- Direction
Could you reproduce every one of the rows below verbatim, line for line, without changing a character?

- Data to process
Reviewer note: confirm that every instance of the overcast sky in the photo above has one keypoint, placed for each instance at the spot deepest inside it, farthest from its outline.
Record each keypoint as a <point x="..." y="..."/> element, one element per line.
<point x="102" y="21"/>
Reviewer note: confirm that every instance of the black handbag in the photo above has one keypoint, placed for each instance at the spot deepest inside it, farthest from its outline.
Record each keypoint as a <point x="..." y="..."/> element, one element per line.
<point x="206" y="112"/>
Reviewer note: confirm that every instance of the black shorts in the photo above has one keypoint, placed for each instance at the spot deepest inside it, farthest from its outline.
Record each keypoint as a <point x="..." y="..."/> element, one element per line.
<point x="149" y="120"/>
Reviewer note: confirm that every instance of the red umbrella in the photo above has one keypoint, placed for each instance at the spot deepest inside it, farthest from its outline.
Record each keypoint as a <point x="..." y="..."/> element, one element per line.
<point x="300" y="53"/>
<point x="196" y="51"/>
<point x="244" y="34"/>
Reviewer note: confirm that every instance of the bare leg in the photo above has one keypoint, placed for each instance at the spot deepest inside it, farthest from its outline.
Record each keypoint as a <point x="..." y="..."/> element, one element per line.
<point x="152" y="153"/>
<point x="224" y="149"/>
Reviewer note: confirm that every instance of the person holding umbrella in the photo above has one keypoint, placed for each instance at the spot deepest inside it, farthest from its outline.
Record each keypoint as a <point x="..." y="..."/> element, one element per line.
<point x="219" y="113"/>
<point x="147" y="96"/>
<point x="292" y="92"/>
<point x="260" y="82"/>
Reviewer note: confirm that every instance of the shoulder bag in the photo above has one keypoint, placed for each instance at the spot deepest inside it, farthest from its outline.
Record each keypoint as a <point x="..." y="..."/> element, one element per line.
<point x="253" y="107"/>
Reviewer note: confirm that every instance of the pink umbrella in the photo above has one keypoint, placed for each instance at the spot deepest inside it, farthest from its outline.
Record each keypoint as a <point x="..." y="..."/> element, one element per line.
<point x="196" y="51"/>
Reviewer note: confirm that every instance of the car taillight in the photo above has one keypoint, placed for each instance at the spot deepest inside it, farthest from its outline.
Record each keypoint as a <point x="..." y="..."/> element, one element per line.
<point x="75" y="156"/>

- Final result
Reviewer note: confirm that every instance of the overcast sky in the photo above has one keypoint, placed for each instance at the spot deepest inside it, farthest from its outline.
Record each keypoint as a <point x="..." y="..."/> element, one element per line.
<point x="102" y="21"/>
Reviewer note: confirm that every instance of the black handbag in the photo above has one keypoint, placed for each instance at the spot deepest inside it, farthest from its outline.
Record each keypoint as a <point x="..." y="..."/> element, one element per line.
<point x="206" y="112"/>
Reviewer note: confirm that every instance of the black shorts in the photo above has one keypoint, placed for each instance at the spot deepest inside it, farthest from its outline.
Record each keypoint as a <point x="..." y="..."/> element, one element per line.
<point x="149" y="120"/>
Reviewer note: confirm that every instance of the red umbrella in the photo above has one keypoint, placed for each instance at the spot deepest inside it, farthest from its outline.
Record each keypoint as a <point x="..." y="..."/> element, one element per line.
<point x="300" y="53"/>
<point x="196" y="51"/>
<point x="244" y="34"/>
Reviewer note: confirm that every instance of the bare leg in the photo above has one keypoint, placed for each instance at the spot deepest inside it, farthest from its outline.
Record each keypoint as a <point x="..." y="..."/> element, one element per line.
<point x="152" y="153"/>
<point x="224" y="149"/>
Reviewer note: confirm that every instance of the person holding umbrella in the photo above has one keypoint, placed for each instance at the spot deepest inside it, farthest from its outline.
Record each keypoint as a <point x="..." y="..."/> element, one element per line.
<point x="219" y="113"/>
<point x="147" y="96"/>
<point x="292" y="92"/>
<point x="260" y="82"/>
Reviewer note: confirm that every instance of the shoulder bag in the photo above has one keypoint, placed for each instance at the spot deepest inside it, farthest from its outline.
Record each keypoint as a <point x="..." y="..."/> element, one element per line.
<point x="253" y="107"/>
Reviewer note: confirm that every instance of the pink umbrella in the photo above has one keypoint, placed for each instance at the spot deepest inside it, farthest from its outline.
Record each keypoint as a <point x="..." y="..."/> element, one element per line.
<point x="196" y="51"/>
Reviewer note: confirm that every instance of the car taillight in the photo above has one keypoint, placed for each instance at the spot deepest inside it, farthest from its outline.
Record each keypoint as a <point x="..." y="..."/> element, one element per line.
<point x="75" y="156"/>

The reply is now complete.